◆ **Your goal**
Leave out the pictures and copy everything else below exactly.

◆ **Exercise input**

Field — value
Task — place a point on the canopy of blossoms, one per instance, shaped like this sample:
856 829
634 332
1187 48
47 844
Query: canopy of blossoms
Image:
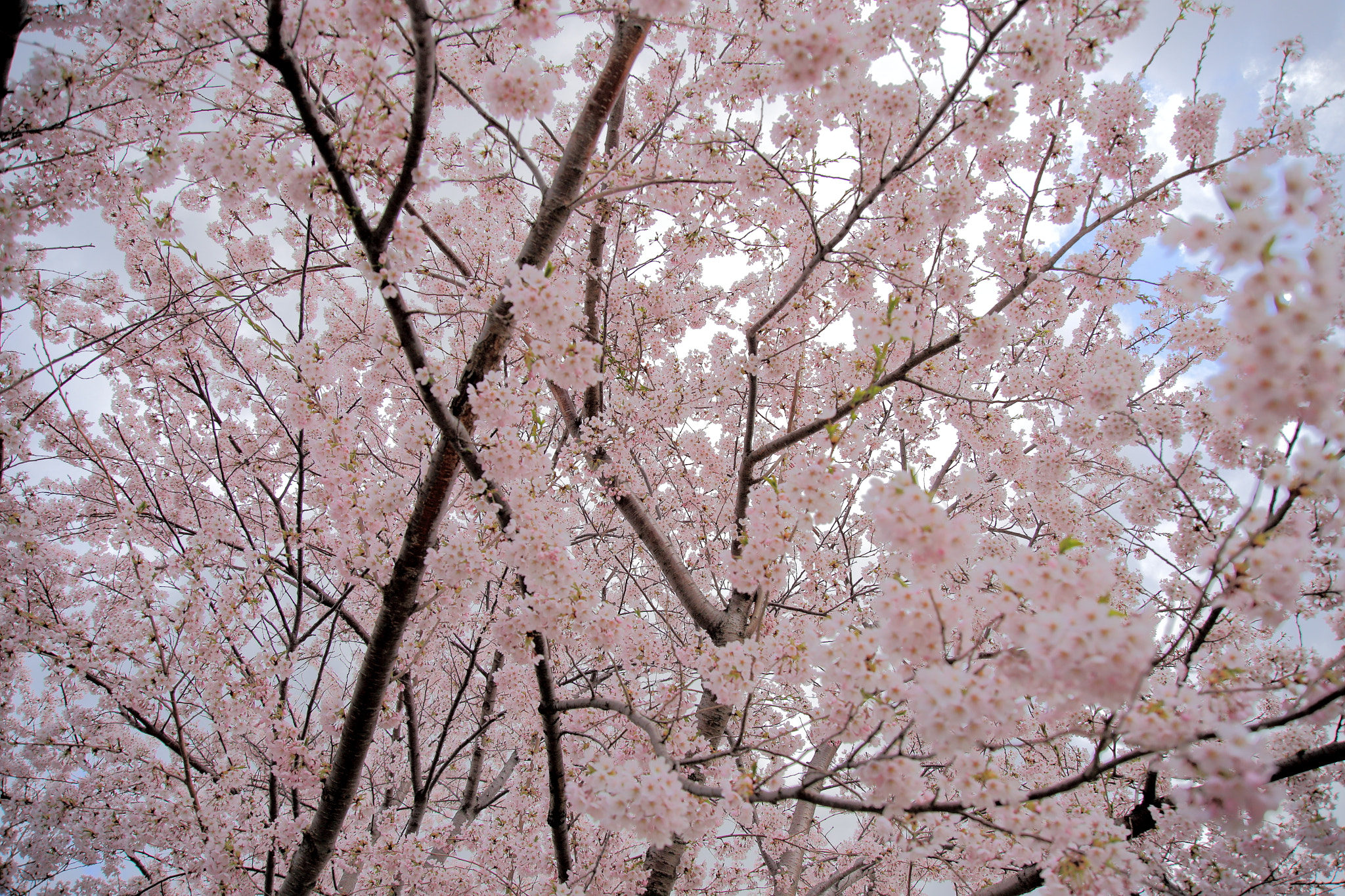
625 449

◆ **Written response**
Field — value
Task — place a point on the canopy of blossoms, one per instance, shaped like this sample:
856 829
634 332
1187 48
47 844
Query: canopy of blossoms
Image:
625 449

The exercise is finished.